Source compatibility

Everything in this proposal is additive, and has no compatibility effect on existing source code.

Effect on ABI stability

Everything in this proposal is additive, and has no effect on existing stable ABI.

Effect on API resilience

N/A

Future directions

Expanded options and modifiers

The initial version of Regex includes only the options described above. Filling out the remainder of options described in the Run-time Regex Construction proposal could be completed as future work, as well as additional improvements, such as adding an option that makes a regex match only at the start of a string.

Extensions to Character and Unicode Scalar APIs

An earlier version of this pitch described adding standard library APIs to Character and UnicodeScalar for each of the supported character classes, as well as convenient static members for control characters. In addition, regex literals support Unicode property features that don’t currently exist in the standard library, such as a scalar’s script or extended category, or creating a scalar by its Unicode name instead of its scalar value. These kinds of additions have value outside of just their relationship to the Regex additions, so they can be pitched and considered in a future proposal.

Byte semantic mode

A future Regex version could support a byte-level semantic mode in addition to grapheme cluster and Unicode scalar semantics. Byte-level semantics would allow matching individual bytes, potentially providing the capability of parsing string and non-string data together.

Work to do ->
Could you carry on the Regex proposal text from where it stops? None of the material is needed.

Data entries ->
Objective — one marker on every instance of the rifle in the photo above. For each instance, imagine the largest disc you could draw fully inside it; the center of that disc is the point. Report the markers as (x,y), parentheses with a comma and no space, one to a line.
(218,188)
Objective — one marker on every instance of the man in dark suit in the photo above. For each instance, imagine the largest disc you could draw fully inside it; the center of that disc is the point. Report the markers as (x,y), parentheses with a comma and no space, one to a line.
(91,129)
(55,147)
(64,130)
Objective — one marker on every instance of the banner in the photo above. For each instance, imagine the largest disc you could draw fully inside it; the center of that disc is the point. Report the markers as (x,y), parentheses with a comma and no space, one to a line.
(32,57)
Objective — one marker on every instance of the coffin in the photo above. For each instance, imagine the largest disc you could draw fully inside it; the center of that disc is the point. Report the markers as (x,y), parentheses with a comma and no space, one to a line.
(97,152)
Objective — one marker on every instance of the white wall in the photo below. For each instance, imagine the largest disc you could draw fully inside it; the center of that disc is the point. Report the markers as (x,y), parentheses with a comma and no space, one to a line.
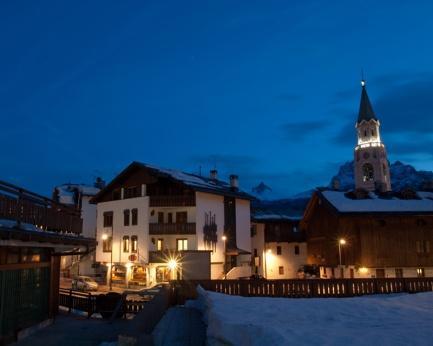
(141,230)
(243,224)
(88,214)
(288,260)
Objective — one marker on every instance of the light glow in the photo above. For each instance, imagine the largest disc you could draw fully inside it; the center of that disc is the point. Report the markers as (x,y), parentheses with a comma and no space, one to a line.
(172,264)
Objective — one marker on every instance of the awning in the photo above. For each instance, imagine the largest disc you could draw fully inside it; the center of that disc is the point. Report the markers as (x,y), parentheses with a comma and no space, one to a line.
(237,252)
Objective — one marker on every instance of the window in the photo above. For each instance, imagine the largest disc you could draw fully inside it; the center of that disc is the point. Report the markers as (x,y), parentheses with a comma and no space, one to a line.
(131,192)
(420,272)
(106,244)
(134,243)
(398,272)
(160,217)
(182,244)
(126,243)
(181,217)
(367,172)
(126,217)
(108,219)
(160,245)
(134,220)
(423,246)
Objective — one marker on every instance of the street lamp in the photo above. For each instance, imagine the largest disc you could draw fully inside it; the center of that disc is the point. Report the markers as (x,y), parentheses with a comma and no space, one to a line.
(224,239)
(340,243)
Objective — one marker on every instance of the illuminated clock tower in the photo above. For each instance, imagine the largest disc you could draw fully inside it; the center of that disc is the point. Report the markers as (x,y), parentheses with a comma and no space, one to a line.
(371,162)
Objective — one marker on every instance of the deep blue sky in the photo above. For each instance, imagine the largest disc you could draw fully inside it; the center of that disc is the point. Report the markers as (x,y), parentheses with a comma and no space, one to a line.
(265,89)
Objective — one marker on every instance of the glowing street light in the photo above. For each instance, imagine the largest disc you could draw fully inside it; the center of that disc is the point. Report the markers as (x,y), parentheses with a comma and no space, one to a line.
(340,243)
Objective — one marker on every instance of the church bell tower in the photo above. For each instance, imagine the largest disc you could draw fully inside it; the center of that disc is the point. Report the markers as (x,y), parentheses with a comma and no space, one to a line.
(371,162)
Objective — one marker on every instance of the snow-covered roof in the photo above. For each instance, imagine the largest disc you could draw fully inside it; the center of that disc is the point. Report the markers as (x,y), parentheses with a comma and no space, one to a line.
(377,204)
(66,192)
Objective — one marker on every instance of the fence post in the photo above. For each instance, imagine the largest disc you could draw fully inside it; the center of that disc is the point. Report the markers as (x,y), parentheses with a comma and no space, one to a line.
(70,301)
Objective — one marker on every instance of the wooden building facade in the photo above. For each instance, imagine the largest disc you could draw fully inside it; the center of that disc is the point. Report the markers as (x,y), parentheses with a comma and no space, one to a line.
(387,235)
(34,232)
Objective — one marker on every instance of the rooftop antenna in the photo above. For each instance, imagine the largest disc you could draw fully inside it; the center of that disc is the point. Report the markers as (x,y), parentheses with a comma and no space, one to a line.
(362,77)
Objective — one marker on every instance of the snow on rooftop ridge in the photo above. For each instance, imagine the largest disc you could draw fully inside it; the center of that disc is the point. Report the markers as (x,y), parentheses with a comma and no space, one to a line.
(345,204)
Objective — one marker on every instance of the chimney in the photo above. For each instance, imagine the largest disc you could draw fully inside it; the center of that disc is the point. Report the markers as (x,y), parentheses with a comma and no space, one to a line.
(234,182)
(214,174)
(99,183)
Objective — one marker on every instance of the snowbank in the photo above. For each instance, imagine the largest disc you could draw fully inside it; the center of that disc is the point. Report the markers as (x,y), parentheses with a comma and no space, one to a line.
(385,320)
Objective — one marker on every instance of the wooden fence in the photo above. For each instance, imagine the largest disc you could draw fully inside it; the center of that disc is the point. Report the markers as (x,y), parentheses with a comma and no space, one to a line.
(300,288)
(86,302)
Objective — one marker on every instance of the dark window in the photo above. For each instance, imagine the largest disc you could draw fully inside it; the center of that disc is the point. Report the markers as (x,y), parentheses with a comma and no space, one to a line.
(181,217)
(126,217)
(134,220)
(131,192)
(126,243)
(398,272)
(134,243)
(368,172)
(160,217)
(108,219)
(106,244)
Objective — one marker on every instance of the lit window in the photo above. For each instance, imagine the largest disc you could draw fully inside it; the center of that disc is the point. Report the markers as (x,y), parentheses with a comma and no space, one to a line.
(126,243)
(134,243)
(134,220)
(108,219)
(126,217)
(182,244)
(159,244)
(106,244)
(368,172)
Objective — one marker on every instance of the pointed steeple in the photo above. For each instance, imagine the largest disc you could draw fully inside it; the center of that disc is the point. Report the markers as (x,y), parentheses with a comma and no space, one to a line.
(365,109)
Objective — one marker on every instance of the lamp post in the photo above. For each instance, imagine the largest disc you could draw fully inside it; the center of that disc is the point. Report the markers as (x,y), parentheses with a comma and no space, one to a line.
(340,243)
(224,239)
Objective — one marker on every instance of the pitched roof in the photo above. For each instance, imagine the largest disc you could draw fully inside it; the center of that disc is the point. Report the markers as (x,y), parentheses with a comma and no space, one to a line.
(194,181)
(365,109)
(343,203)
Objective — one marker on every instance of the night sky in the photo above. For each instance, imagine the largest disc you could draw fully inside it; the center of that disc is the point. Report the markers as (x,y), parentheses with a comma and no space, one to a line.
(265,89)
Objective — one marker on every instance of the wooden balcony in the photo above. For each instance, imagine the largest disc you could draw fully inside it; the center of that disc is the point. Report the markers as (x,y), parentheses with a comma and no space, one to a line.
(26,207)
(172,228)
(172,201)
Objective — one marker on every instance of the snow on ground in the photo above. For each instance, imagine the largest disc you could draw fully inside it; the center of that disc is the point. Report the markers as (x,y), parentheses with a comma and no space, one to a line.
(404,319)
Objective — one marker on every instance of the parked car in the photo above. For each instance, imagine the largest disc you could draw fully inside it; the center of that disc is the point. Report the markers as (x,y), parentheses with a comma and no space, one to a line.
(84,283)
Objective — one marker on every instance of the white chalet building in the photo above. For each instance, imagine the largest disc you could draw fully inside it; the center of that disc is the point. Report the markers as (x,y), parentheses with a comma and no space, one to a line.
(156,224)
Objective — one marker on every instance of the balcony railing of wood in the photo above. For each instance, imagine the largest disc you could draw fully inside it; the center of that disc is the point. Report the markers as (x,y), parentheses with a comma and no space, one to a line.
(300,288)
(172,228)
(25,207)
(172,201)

...

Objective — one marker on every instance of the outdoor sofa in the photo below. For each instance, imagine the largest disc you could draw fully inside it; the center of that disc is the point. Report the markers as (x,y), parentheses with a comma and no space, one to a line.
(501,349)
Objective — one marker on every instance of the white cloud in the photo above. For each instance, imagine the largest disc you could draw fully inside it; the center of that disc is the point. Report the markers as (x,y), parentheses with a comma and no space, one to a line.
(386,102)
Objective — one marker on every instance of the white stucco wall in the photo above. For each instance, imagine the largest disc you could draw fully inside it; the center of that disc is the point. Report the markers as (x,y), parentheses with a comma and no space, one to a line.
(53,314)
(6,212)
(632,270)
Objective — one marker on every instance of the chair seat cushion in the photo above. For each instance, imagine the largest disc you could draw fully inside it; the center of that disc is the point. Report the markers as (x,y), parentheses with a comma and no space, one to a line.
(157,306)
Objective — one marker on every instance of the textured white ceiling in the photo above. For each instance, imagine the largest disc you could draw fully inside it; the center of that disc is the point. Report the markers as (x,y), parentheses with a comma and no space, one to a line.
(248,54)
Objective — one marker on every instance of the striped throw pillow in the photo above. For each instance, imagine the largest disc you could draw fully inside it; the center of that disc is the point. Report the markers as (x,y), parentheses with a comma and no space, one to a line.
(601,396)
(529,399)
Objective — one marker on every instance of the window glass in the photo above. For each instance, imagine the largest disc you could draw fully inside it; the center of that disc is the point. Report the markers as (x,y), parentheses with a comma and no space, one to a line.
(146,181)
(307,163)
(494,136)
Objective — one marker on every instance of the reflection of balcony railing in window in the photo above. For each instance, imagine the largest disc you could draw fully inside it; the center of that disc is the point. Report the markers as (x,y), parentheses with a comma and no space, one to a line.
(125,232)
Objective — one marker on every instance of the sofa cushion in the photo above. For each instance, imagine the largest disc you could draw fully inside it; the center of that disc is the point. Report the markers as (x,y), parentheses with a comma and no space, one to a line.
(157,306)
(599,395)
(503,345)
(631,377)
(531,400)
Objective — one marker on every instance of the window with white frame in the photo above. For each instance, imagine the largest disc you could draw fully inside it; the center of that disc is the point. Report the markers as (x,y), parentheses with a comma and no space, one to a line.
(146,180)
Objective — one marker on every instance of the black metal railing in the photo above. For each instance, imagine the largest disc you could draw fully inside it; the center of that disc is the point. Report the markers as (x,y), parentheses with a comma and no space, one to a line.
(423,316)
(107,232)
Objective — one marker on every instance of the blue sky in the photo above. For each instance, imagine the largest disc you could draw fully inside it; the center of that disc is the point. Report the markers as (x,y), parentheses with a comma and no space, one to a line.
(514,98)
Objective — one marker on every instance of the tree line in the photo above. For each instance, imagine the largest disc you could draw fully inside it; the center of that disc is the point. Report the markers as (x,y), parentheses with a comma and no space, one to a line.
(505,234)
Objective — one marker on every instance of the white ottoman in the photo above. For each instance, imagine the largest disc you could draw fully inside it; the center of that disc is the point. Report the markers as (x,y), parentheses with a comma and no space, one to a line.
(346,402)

---

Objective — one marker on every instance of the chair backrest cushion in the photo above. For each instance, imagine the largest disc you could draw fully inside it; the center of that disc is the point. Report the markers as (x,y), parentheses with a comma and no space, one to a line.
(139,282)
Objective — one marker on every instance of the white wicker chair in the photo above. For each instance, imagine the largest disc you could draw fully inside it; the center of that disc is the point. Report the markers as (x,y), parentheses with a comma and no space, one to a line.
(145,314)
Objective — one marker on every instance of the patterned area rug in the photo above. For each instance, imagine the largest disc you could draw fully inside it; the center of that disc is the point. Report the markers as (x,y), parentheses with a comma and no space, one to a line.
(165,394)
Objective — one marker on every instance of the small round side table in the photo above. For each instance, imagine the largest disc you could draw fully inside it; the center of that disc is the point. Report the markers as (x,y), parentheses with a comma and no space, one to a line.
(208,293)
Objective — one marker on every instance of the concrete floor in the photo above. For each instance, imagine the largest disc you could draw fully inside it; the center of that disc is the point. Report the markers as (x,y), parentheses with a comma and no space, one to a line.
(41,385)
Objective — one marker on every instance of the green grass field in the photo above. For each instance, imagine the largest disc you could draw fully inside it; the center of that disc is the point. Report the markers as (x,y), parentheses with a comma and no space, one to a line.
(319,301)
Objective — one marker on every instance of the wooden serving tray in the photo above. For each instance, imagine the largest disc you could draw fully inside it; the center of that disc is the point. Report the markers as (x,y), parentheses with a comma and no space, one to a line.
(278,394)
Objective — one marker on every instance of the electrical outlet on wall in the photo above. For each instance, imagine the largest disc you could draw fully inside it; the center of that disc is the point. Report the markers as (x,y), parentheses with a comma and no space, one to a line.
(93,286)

Final result ->
More general CharacterSet replacement

Foundation's CharacterSet type is in some ways similar to the CharacterClass type defined in this proposal. CharacterSet is primarily a set type that is defined over Unicode scalars, and can therefore sometimes be awkward to use in conjunction with Swift Strings. The proposed CharacterClass type is a RegexBuilder-specific type, and as such isn't intended to be a full general purpose replacement. Future work could involve expanding upon the CharacterClass API or introducing a different type to fill that role.

Alternatives considered

Operate on String.UnicodeScalarView instead of using semantic modes

Instead of providing APIs to select whether Regex matching is Character-based vs. UnicodeScalar-based, we could instead provide methods to match against the different views of a string. This different approach has multiple drawbacks:

  • As the scalar level used when matching changes the behavior of individual components of a Regex, it’s more appropriate to specify the semantic level at the declaration site than the call site.
  • With the proposed options model, you can define a Regex that includes different semantic levels for different portions of the match, which would be impossible with a call site-based approach.

Binary word boundary option method

A prior version of this proposal used a binary method for setting the word boundary algorithm, called usingSimpleWordBoundaries(). A method taking a RegexWordBoundaryKind instance is included in the proposal instead, to leave room for implementing other word boundary algorithms in the future.

More "Swifty" default option settings

Swift's Regex includes some default behaviors that don't match other regex engines — in particular, matching characters with . and using Unicode's default word boundary algorithm. For other option-based behaviors, Regex adheres to the general standard set by other regular expression engines, like having . not match newlines and ^ and $ only match the start and end of the input instead of the beginning and end of each line. This is to ease the process of bringing existing regular expressions and existing knowledge into Swift.

Instead, we could use this opportunity to choose default options that are more ergonomic or intuitive, and provide a compatibilityOptions() API that reverts back to the typical settings, including matching based on Unicode scalars instead of characters. This method could additionally be a point of documentation for Swift's choices of default behaviors.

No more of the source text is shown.